#### DIRECTION A:
Duplicate every one of the records that follow the forum thread, word for word, and leave the pictures out of your answer.

#### EXTRACT PROVIDED:
If you get crappy gifts from your friends, you've probably got friends that give crappy gifts. You are gonna have hurt feelings if you expect people to do what they normally don't do. My wife remembers everyone's birthday. She sends everyone cards, and expects everyone else to do the same. I've had a hard time convincing her that my sister who forgets everyone's birthdays is not attacking her by late gift and card giving. That's just who she is. I'm one of those that are hard to understand. If I remember a birthday and can think of anything to do or give I will, so if you're not on the outs with my wife expect something from me. Now I do give gifts and will help family and friends when their AC breaks down, I have even made cobra payments for a colleague who lost his job from health issues, but if the gift lines up with your birthday it's because of my wife.


----------



## Michigan_Moose (Oct 11, 2011)

smelvis said:


> Ditto
> Wait till you get none because you complain so much about them.


+1 anda:


----------



## gahdzila (Apr 29, 2010)

I don't understand why they would ask you what you want, you point them in the right direction, and they buy you something crappy instead. It doesn't make sense.

Is it worth getting angry over? I don't think so. Is it worth losing a friend of 15 years? Absolutely not, IMO.

So....what to do about it?

Personally, if I were in your shoes, from now on I would politely decline when my friends as what I would like as a gift. If they insist, just ask them not to get you anything. They will probably still buy you a gift, it will still be something crappy, but at least you'll be a little less disappointed if you asked for _nothing_ and got _something._

And perhaps you should reevaluate your gift giving to them. A gift is a gift, one shouldn't expect reciprocity per se. But if you are giving them fantastic thoughtful expensive gifts and they are giving you regifted carpet shampoo, something is wrong with the equation. I think you're well within your right to feel a little let down. But where do you go from here? I guess that's up to you to decide. It's just not worth confronting them and arguing about it, IMO. I'd probably not put as much effort into my future gifts to them if I were you. That sounds callous, but it certainly beats the alternatives (bad feelings on your end, possibly even losing a friend), doesn't it?

Gifting shouldn't leave either party with bad feelings at the end of the day!


----------



## Blue Raccoon (Mar 13, 2011)

I've had lots of friends over the years but we never exchanged birthday gifts. The wife goes a little nuts for the kids considering they are 40 and 38 but that's what she does. The wife and her 2 best friends since before kindergarten exchange small gifts (usually hobby related stuff) and take each other to lunch but no one expect anything expensive. if you get this worked up over getting, in your opinion crappy gifts, maybe it's time to put the tradition to bed. get everyone together and suggest they fund a nice night out for the birthday person and save everyone the time and effort of buying crap the other person doesn't like.


----------



## freestoke (Feb 13, 2011)

I have done my best to stop receiving xmas gifts period, and have begged people not to get me anything, offering that it's my gift to them that they don't have to worry about it. :wink: I also try to ignore my birthdays in toto. :lol: I still get my Truly Fair as nice a bunch of presents as I can locate for birthdays and xmas, and she always gets me super thoughtful stuff, but I've retired from the xmas shopping events. I help her get presents for her family and take her shopping and such, and she sticks my name on them with hers, but I don't really participate except in a minimal way. The sooner you bag the xmas gifts, the happier you will be. Except for your wife/girlfriend (or visa versa), I think birthday presents, per se, should be abandoned by the time you graduate high school.

#### DIRECTION B:
Set down the part of the forum thread above from "If you get crappy" up to and including "of my wife.", word for word.

#### RAW DATA:

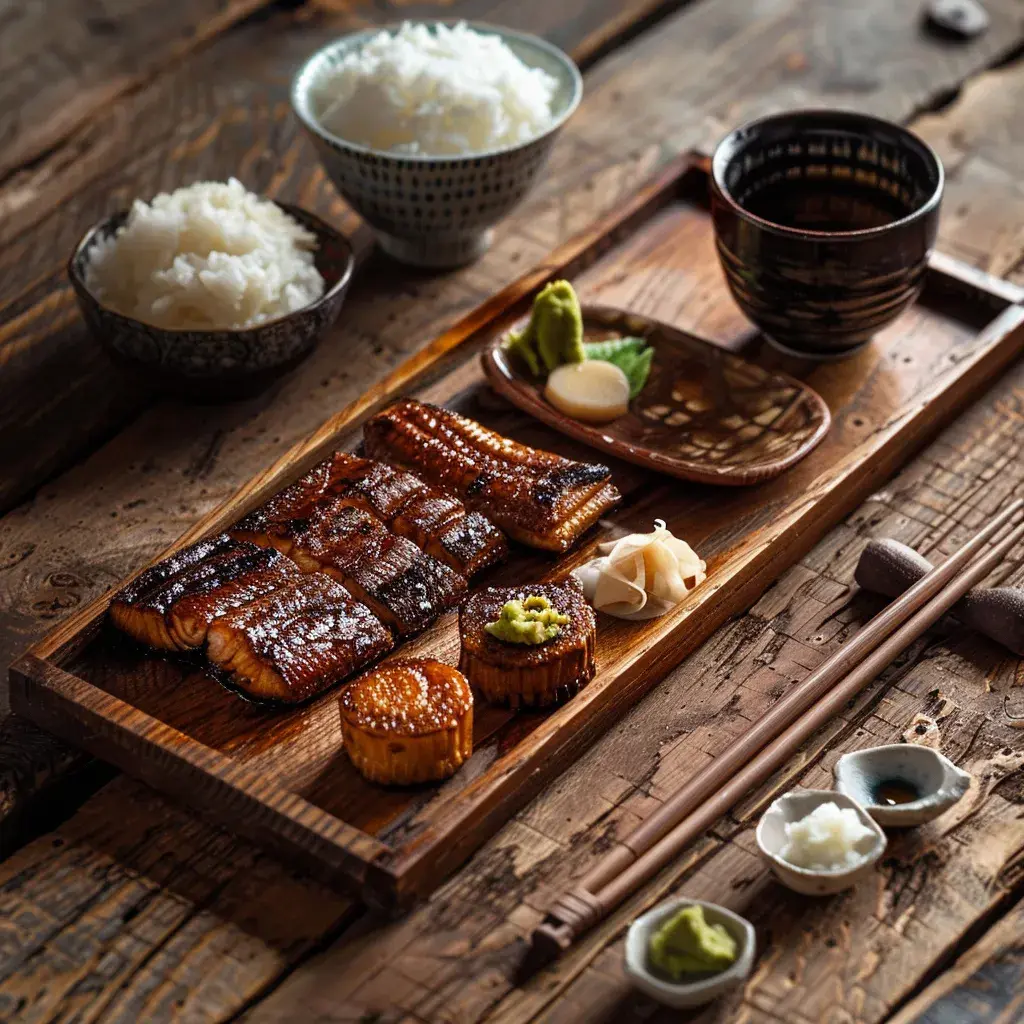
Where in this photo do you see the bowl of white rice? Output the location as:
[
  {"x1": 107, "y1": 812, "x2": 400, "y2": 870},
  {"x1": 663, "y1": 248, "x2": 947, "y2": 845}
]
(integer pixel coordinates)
[
  {"x1": 292, "y1": 22, "x2": 583, "y2": 267},
  {"x1": 68, "y1": 178, "x2": 355, "y2": 398}
]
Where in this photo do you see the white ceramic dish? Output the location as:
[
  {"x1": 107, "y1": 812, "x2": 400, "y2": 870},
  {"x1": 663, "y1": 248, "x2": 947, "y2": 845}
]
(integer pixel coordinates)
[
  {"x1": 626, "y1": 898, "x2": 757, "y2": 1010},
  {"x1": 757, "y1": 790, "x2": 886, "y2": 896},
  {"x1": 833, "y1": 743, "x2": 971, "y2": 827}
]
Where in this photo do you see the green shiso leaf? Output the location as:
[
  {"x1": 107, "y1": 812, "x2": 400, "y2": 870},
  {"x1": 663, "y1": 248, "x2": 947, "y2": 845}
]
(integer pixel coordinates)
[{"x1": 584, "y1": 338, "x2": 654, "y2": 399}]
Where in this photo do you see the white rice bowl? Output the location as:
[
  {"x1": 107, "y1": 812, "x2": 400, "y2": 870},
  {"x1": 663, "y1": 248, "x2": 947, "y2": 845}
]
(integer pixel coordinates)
[
  {"x1": 85, "y1": 178, "x2": 325, "y2": 331},
  {"x1": 312, "y1": 22, "x2": 558, "y2": 157}
]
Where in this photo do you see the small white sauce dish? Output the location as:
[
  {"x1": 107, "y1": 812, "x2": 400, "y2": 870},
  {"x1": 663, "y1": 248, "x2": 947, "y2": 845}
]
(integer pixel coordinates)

#### REPLY A:
Where in this photo do you see the bowl of white rice? Output the location as:
[
  {"x1": 107, "y1": 812, "x2": 400, "y2": 870},
  {"x1": 663, "y1": 248, "x2": 947, "y2": 845}
]
(integer pixel coordinates)
[
  {"x1": 292, "y1": 22, "x2": 583, "y2": 267},
  {"x1": 68, "y1": 178, "x2": 355, "y2": 398}
]
Where in this photo do you see the white ceramic dish? Output the location as:
[
  {"x1": 107, "y1": 812, "x2": 400, "y2": 870},
  {"x1": 663, "y1": 248, "x2": 947, "y2": 845}
]
(integer pixel coordinates)
[
  {"x1": 626, "y1": 898, "x2": 757, "y2": 1010},
  {"x1": 757, "y1": 790, "x2": 886, "y2": 896},
  {"x1": 833, "y1": 743, "x2": 971, "y2": 827}
]
Where in this photo do you see the green shiso leaf? Output the location as:
[
  {"x1": 107, "y1": 812, "x2": 400, "y2": 870},
  {"x1": 663, "y1": 248, "x2": 947, "y2": 845}
]
(integer pixel coordinates)
[{"x1": 584, "y1": 338, "x2": 654, "y2": 399}]
Where in this photo do you see the white rice bowl? Output the location as:
[
  {"x1": 107, "y1": 812, "x2": 400, "y2": 870},
  {"x1": 663, "y1": 248, "x2": 947, "y2": 845}
]
(integer pixel coordinates)
[
  {"x1": 85, "y1": 178, "x2": 325, "y2": 331},
  {"x1": 312, "y1": 22, "x2": 558, "y2": 157}
]
Where in this photo do you see the small white sauce dish? Output the location as:
[
  {"x1": 107, "y1": 812, "x2": 400, "y2": 870},
  {"x1": 663, "y1": 248, "x2": 947, "y2": 845}
]
(integer pixel coordinates)

#### REPLY B:
If you get crappy gifts from your friends, you've probably got friends that give crappy gifts. You are gonna have hurt feelings if you expect people to do what they normally don't do. My wife remembers everyone's birthday. She sends everyone cards, and expects everyone else to do the same. I've had a hard time convincing her that my sister who forgets everyone's birthdays is not attacking her by late gift and card giving. That's just who she is. I'm one of those that are hard to understand. If I remember a birthday and can think of anything to do or give I will, so if you're not on the outs with my wife expect something from me. Now I do give gifts and will help family and friends when their AC breaks down, I have even made cobra payments for a colleague who lost his job from health issues, but if the gift lines up with your birthday it's because of my wife.